- Testo di partenza
* * * * * * * * *
Un delitto eccellente che rischia d’essere insabbiato e una soffiata per un giornalista. Inizia così l’indagine del cronista Steno Molteni sull’omicidio del figlio del console americano a Milan. Nel giallo “Il caso Kellan” di Franco Vanni scoprire il colpevole non sarà un gioco da ragazzi e le carte sul tavolo saranno più volte rimescolate…
Il corpo di Kellan Armstrong, in fin di vita, viene abbandonato di fronte all’ospedale Fatebenefratelli. Saranno i suoi ultimi minuti di vita. Tuttavia il rischio che il caso venga insabbiato è alto. Motivo? Kellan Armstrong è il figlio del console americano in carica a Milano e il luogo in cui si è consumata la barbara aggressione è “la buca”. Luogo storico di cruising per gay che si incontrano, dopo essersi dati appuntamento in chat su internet, ma che di fatto non si conoscono. Una soffiata, quindi, mette al corrente il giovane giornalista de La Notte, Steno Molteni (forse una sorta di alter ego di Franco Vanni), a informarlo del fatto è il suo amico Scimmia. Un agente scelto che trova in Molteni un valido aiuto nell’esaminare i dettagli, i “tra le righe” dei casi di cronaca nera.
Un moderno Dylan Dog
Molteni, come un moderno Dylan Dog, si sveglia nel suo letto d’albergo (dove peraltro abita e dove, di notte, indossa i panni di barman per pagarsi l’affitto) con accanto una donna bellissima, Sabine (che è anche il nome di fiume in Texas). Guida una Maserati Ghibli, vecchio modello, che lascia parcheggiata per strada sotto la custodia di Alberto, un clochard che sogna di diventare l’autista di Molteni. Franco Vanni, da anni giornalista de La Repubblica, ha raccontato che l’idea di scrivere Il caso Kellan (336 pagine, 17 euro), edito da Baldini Castoldi, è partita da una soffiata: una sera, un ragazzo lo chiama per raccontargli di essere stato aggredito mentre era appartato con il proprio ragazzo.
Milano, le bande e le mele marce
Così anche Steno Molteni, inizia ad indagare e scopre che nella città di Milano ci sono bande, che si fanno chiamare Spazzini, che si infiltrano nelle chat e una volta che scoprono il luogo dell’appuntamento, a notte fonda, entrano in azione. Sotto il nome di violenza fanno rientrare parole come giustizia e ordine. Molteni è un uomo non abituato a guardare i fatti da distante, ma a metterci dentro testa, gambe e piedi. Anche se il caso scotta. Cosa ci faceva Kellan alla buca? La Milano bene che frequenta Kellan Armstrong in realtà è una mela marcia, sono marci coloro che gli sono amici. Il substrato in cui l’uccisione di Kellan Armstrong si consuma è un ambiente alla deriva. Le feste alle quali si diverte finiscono per assomigliare tutte a un grande caos fatto di droga e alcol.
* * * * * * * * *
- Dati forniti
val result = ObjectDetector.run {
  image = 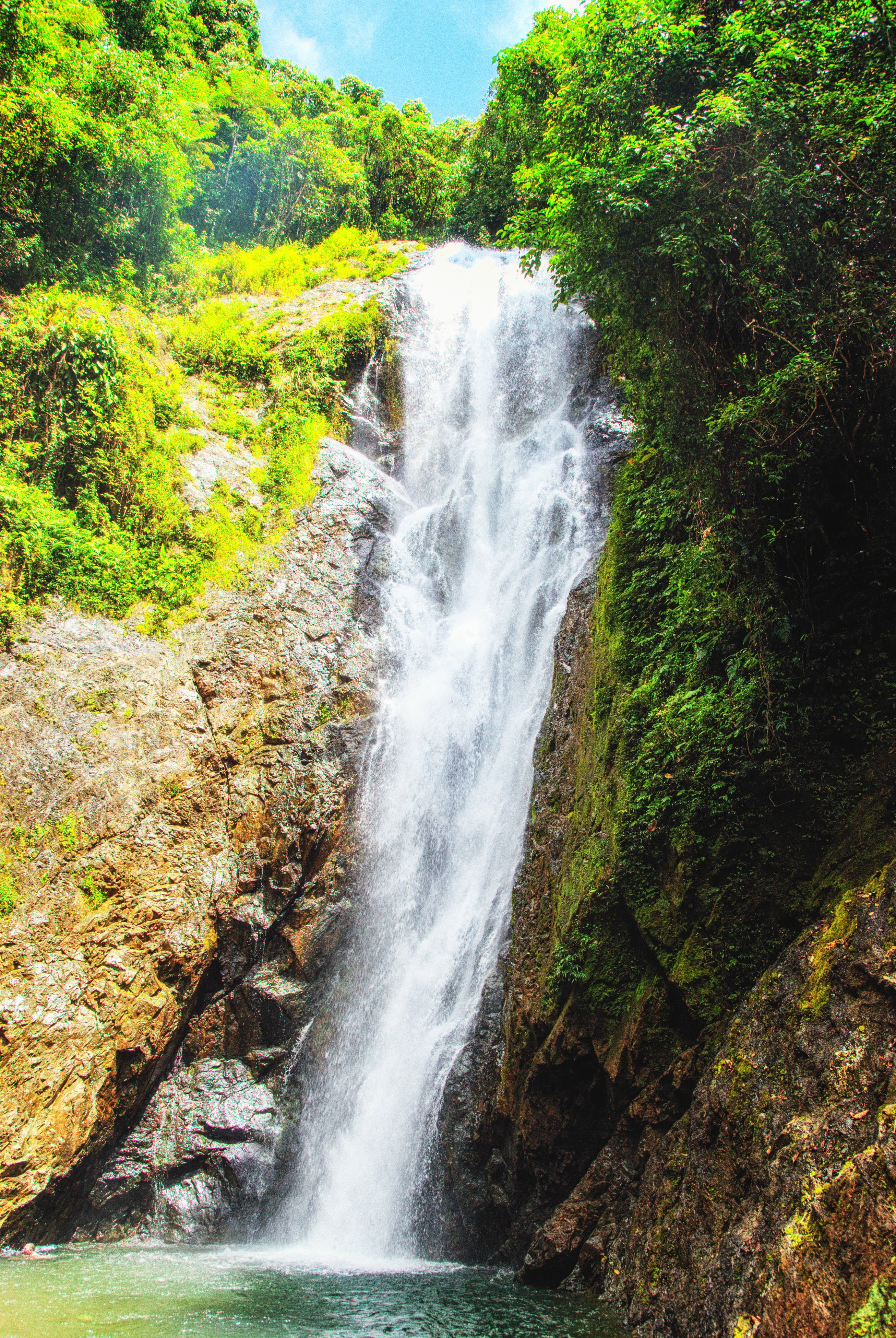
* * * * * * * * *
- Esercizi
A) Puoi trascrivere dalla recensione de «Il caso Kellan» il passo che comincia con "Milano, le bande" e va avanti fino a "droga e alcol."?
B) Come potrebbe proseguire la recensione de «Il caso Kellan» dopo l'ultima frase? Scrivine il seguito.

- Soluzioni
A)
Milano, le bande e le mele marce
Così anche Steno Molteni, inizia ad indagare e scopre che nella città di Milano ci sono bande, che si fanno chiamare Spazzini, che si infiltrano nelle chat e una volta che scoprono il luogo dell’appuntamento, a notte fonda, entrano in azione. Sotto il nome di violenza fanno rientrare parole come giustizia e ordine. Molteni è un uomo non abituato a guardare i fatti da distante, ma a metterci dentro testa, gambe e piedi. Anche se il caso scotta. Cosa ci faceva Kellan alla buca? La Milano bene che frequenta Kellan Armstrong in realtà è una mela marcia, sono marci coloro che gli sono amici. Il substrato in cui l’uccisione di Kellan Armstrong si consuma è un ambiente alla deriva. Le feste alle quali si diverte finiscono per assomigliare tutte a un grande caos fatto di droga e alcol.

B)
«Per la prima volta dalla morte di Kellan, camminando sulla neve sporca, Liam Armstrong scoppiò a piangere. Le lacrime gli solcarono le guance magre, come tutto il resto nel suo corpo. Il respiro gli rimase incastrato da qualche parte fra i polmoni e il cuore, fino a farsi lamento e poi gorgo. […] Tirò fuori di tasca il cellulare, si schiarì la voce e chiamò sua moglie […] Lei rispose al primo squillo. “Carlotta, non sapevamo nulla di lui. Kellan, non sapevamo chi fosse, non abbiamo capito niente”, disse, e ricominciò a singhiozzare».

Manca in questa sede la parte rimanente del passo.